**** QUOTED TEXT
Customs, Excise and Gold Tribunal - Bangalore

Commissioner Of Central Excise, ... vs M/S Mico Ltd., Bangalore on 16 February, 2001

ORDER

Shri S.S. Sekhon, Member(T)

1. This appeal has been filed by the Revenue against the order of Collector of Central Excise, Bangalore wherein after considering the submissions he came to the following findings -

"I have carefully considered their above said arguments. I further find that there is considerable force in their argument also. The day to day transactions are heavy and voluminous and almost more than 2 lakhs numbers are cleared from their factory daily. The goods are counted manually and hence errors do occur. The unit is working under Self Removeal Procedure and they cannot escape from the responsibility of proper accounting of excisable goods. However, as per their own admissions, it is established that there is irregular maintenance of accounts at their factory. In respect of stock difference on the three days, they have stated that the goods have been taken for over checking from the production or from the finished stores and they have not removed from the RG.1 register. However, the plea put forth by them are not convinced. The difference in ie., excess/shortage on the day of verification of stock on 23.8.1994 is more and they have also argued that they had not adjusted the stock a per their stock report on the early three occasions and hence, there is a difference in stock and also/ to manual counting errors and mischief of labourers, etc. However, the investigating authority has not brought out any evidence to prove the clandestine removal but alleged only of assumptions and presumptions. No corroborative evidences such excess purchase and usage of raw materials, power consumption additional consideration received in excess of the invoice are forthcoming to prove the alleged clandestine removal. In case of Shreenath Cement Industries Vs CCE, Jaipur - 1994 (73) ELT 142 (T), the Department has proved the clandestine clearance by way of private raw material account showing much higher quanity than that in the statutory raw material register, excess gunny bags, shortage of accounted for cement, double set of transport documents issued by transport company for non-duty paid cement transporter's statement that they were issued on assessee's directions and the statement of dealers to the effect that they have received cement without the cover of Central Excise documents.
The burden of proof to establish the clandestine removal lies on the Department. The Hon'ble Supreme Court has held that demand of duty cannot be fatened merely on presumption and assumption -1978 (2) ELT J 172 (SC).
The Hon'ble Tribunal has held that in fact clandestine removal is a deliberate and positive act for removal of goods contravention of Excise laws with the object of evading excise duty, therefore, it cannot be presumed but has to be proved and established by the Department with support of evidence rather direct physical evidence or by sufficient circumstantial evidence of 1984 (15) ELT 451 (T) and 1986 (26) ELT 333(T).
********
**** DATASET CONTENT
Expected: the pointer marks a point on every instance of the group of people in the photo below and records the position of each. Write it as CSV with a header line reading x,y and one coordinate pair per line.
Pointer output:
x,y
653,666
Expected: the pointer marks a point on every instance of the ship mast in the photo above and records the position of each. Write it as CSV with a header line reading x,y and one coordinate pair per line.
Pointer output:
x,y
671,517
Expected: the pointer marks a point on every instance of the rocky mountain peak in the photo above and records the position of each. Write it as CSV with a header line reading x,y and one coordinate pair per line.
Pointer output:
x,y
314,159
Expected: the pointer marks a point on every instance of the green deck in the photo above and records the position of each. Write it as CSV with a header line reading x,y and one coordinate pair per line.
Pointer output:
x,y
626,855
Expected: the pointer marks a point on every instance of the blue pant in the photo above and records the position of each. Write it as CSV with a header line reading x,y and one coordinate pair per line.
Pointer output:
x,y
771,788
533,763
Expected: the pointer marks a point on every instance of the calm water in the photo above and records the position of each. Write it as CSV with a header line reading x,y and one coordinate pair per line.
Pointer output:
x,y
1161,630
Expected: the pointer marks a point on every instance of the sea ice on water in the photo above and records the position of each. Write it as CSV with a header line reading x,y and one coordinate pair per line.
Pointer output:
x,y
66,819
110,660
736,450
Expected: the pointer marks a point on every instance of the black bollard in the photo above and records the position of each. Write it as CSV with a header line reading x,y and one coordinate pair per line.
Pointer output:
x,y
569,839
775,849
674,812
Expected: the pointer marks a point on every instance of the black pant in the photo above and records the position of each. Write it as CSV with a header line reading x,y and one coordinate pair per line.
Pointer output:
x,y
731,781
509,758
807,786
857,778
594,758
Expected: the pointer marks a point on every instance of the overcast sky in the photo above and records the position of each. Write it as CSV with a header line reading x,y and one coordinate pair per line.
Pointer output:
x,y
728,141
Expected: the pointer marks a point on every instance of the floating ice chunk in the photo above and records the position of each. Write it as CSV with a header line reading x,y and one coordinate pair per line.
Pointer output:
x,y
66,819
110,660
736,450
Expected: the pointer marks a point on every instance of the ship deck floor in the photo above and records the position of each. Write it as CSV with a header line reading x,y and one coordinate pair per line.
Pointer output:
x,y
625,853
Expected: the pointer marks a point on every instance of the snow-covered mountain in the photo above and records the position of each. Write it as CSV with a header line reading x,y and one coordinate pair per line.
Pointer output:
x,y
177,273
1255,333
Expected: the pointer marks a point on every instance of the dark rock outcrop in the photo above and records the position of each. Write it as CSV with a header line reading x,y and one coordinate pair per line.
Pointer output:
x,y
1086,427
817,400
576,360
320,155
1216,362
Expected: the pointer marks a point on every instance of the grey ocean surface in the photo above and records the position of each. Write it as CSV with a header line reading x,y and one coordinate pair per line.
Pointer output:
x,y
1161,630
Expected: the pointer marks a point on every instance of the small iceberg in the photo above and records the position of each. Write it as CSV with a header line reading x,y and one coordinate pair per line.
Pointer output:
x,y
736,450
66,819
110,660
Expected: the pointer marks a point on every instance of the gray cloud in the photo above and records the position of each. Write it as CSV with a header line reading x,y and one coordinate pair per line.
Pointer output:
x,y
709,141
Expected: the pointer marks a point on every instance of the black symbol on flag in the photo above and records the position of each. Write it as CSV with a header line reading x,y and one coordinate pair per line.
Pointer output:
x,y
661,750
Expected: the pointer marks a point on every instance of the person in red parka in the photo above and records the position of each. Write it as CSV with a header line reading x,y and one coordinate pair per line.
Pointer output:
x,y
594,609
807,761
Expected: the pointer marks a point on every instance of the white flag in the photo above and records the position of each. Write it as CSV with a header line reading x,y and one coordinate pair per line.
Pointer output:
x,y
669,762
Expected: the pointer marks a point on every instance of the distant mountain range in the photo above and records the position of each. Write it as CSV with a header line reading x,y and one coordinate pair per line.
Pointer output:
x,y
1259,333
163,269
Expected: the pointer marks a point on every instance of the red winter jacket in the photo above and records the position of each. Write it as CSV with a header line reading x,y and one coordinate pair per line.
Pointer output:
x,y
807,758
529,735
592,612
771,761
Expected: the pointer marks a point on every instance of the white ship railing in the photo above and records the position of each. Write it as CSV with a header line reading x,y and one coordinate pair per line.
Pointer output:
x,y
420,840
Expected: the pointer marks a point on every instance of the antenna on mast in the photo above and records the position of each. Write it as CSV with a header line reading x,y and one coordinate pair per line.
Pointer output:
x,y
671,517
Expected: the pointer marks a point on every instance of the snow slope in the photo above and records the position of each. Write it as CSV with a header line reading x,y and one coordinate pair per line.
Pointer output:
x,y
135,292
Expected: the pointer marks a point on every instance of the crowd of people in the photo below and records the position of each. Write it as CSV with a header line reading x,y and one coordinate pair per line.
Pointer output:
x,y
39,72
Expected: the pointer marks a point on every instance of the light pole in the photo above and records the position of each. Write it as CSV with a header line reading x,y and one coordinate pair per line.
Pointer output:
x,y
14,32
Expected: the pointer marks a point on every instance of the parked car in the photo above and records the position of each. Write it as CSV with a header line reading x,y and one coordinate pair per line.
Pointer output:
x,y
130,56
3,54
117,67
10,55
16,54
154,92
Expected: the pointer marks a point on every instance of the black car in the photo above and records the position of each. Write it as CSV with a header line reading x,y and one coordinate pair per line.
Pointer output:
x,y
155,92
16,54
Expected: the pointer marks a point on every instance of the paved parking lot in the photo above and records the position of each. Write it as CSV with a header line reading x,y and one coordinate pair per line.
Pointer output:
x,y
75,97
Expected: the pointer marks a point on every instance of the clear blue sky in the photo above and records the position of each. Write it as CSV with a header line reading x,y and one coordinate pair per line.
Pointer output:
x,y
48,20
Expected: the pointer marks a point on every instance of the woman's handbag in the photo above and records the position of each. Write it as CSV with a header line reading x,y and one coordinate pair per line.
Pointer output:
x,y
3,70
********
Write the next part of the tribunal order on clandestine removal, starting after its final sentence. The rows are separate material from the tribunal order.

The Hon'ble Tribunal also held that there can be no surmises and assumptions as to clandestine removal, rather the Department should make enquiries from other concerned persons to establish clandestine removal. In other words, discrepancy in account books or shortage in stock must be corroborated with supportive evidence as to use of raw materials, the average production of the unit, transportation of goods or destination of the goods (1987 (32) ELT 430 (T), 1989 (39) ELT 118 (T), 1990 (47) ELT 369 (T) and 1989 (39) ELT 655 (T).
In the instant case, I have not even come across a single evidence to prove the clandestine removal. However, the assessee has accepted their mistake and paid duty amounting to Rs 1,56,749/- on shortages noticed, i.e., on 44 Nos Starters and 7 Nos EPI/Alternators on 23.8.94 as counting errors. I find that the excess and shortages noticed on the three days, i.e. on 5.5.93, 1.8.93 and 2.5.94 cannot form basis for determination of duty liability because the difference was worked out only with reference to their own physical verification and cannot be a basis to arrive at the actual excess or shortage for the purpose of demanding duty in as much as the same were carried forward upto 23.8.94 i.e., upto the day of stock verification by the Departmental Officers. The value arrived at for the excess quantity on average basis is also not correct in as much as there is a separate assessable value for each and every item. In view of the same, I find that the value works out to Rs 5,09,526/- on the excess quantity seized on 23.8.94 based on the price lists filed by the Unit. In view of the above said facts, it is clearly established that M/s MICO Ltd., have contravened the provisions of Central Excise rules, 1944 and they are also liable for penal action. The excess goods valued at Rs 5,09526/- seized on 23.8.94 are liable for confiscation. I also held that M/s MICO Ltd., are eligible for the refund of amount paid in excess of the duty liability for which they have to file a refund application with the jurisdictional Assistant Collector who will process the same as per Sec. 113 of the Central Excise & Salt Act, 1944 without any undue delay."

and confirmed the Central Excise Duty amounting to Rs 1,56,749/- on the shortages of execisable goods noticed on 23.08.1994 from M/s MICO Ltd., Bangalore (Respondent herein-after) under rule 9 (2) of the Central Excise Rules, 1944 read with proviso to Sec 11A of the Central Excise and Salt Act, 1944 and ordered the adjournment of the same against Rs 10,67,177/- debited vide PLA entry number 686 dated 08.10.94 against this demand. He ordered the confiscation of excisable goods found excess on 23.08.94 valued at Rs 5,09,526/- seized at M/s MICO Ltd., not under Rule 173 (Q) and above relief the same on payment of fine of Rs 50,000/- and imposed penalty of Rs 5,000/- under rule 173Q.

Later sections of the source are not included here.